● **Goal**
Copy out all of the material below, swapping each "text query" for "search phrase" and keeping everything else unchanged.
-.-.-
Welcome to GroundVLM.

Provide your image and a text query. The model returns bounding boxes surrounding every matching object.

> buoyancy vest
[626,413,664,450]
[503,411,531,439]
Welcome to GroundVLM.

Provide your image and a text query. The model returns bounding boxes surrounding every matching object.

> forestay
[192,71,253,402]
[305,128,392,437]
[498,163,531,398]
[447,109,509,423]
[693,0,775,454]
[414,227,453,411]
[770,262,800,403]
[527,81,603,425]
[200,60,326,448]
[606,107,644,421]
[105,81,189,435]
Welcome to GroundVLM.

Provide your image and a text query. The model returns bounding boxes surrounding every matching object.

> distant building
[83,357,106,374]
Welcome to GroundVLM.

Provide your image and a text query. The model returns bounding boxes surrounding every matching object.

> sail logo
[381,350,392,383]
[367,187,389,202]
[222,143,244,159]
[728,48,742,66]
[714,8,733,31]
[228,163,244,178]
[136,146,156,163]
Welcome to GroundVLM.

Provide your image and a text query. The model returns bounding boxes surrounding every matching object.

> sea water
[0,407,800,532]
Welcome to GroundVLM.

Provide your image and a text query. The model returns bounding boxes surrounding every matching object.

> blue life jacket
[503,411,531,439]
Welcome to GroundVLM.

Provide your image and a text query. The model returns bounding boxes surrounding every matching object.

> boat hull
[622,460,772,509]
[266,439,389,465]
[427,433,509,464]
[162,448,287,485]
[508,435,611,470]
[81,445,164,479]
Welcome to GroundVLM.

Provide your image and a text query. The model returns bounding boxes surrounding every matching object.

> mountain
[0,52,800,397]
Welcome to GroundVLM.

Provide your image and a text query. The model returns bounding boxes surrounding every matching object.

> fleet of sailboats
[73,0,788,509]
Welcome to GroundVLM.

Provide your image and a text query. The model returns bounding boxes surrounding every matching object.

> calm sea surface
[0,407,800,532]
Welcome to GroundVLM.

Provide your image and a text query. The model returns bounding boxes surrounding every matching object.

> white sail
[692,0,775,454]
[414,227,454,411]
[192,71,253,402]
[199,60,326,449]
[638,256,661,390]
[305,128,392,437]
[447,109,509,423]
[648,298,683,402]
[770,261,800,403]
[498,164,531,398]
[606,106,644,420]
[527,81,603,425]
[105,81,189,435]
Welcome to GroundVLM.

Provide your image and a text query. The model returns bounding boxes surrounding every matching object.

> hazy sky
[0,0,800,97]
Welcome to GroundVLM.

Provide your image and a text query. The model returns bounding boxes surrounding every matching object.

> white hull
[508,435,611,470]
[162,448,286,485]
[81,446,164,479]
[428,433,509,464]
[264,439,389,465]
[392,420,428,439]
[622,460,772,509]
-.-.-
● **Full answer**
Welcome to GroundVLM.

Provide your image and a search phrase. The model returns bounding boxes surrounding every matching object.

> buoyancy vest
[626,413,664,450]
[503,411,531,439]
Welcome to GroundVLM.

Provide your image and a search phrase. The model returns bounding boxes surrounding every matching object.

> forestay
[192,71,253,402]
[305,128,392,437]
[498,163,531,398]
[447,109,509,423]
[693,0,775,454]
[414,227,453,411]
[770,262,800,403]
[527,81,603,425]
[200,60,326,448]
[606,107,644,421]
[105,81,189,435]
Welcome to GroundVLM.

Provide your image and a search phrase. The model returns bounding boxes surrounding every matching object.

> distant building
[83,357,106,374]
Welcome to GroundVLM.

Provide your image and a search phrase. The model returns bounding boxes surrounding every matching object.

> sail logo
[381,350,392,383]
[367,187,389,202]
[222,143,244,159]
[728,48,742,66]
[714,8,733,31]
[228,163,244,178]
[136,146,156,163]
Welcome to GroundVLM.

Provide your image and a search phrase. The model returns bounding boxes surrounding every matching object.

> sea water
[0,407,800,532]
Welcome to GroundVLM.

Provide your image and a search phrase. The model returns bounding boxes surrounding every matching object.

> blue life jacket
[503,411,531,439]
Welcome to GroundVLM.

Provide your image and a search phrase. The model returns bounding boxes surrounding every matching object.

> boat hull
[622,460,772,509]
[266,439,389,465]
[427,433,509,464]
[162,448,287,485]
[508,435,611,470]
[81,445,164,479]
Welcome to GroundVLM.

Provide your image and a search phrase. The model returns bounding boxes surrounding every matching object.

> mountain
[0,52,800,397]
Welcome to GroundVLM.

Provide your image and a search phrase. The model returns bounding boxes surrounding every matching object.

> fleet of sailboats
[73,0,788,509]
Welcome to GroundVLM.

Provide your image and a search phrase. The model returns bounding boxes surrounding every matching object.

> calm sea surface
[0,407,800,532]
Welcome to GroundVLM.

Provide your image and a search phrase. The model returns bounding boxes surrounding every matching object.

> white sail
[692,0,775,454]
[414,227,454,411]
[192,71,253,402]
[199,60,326,449]
[638,256,661,390]
[305,128,392,437]
[447,109,509,423]
[648,298,683,402]
[770,261,800,403]
[498,164,531,398]
[606,106,644,420]
[527,81,603,425]
[105,81,189,435]
Welcome to GroundVLM.

Provide your image and a search phrase. The model returns bounding boxes surrounding every matching object.

> hazy sky
[0,0,800,97]
Welcome to GroundVLM.

Provide your image and a search phrase. The model returns bounding boxes surrounding every matching object.

> white hull
[508,435,611,470]
[162,448,286,485]
[81,446,164,479]
[428,433,509,464]
[264,439,389,465]
[392,420,428,439]
[622,460,772,509]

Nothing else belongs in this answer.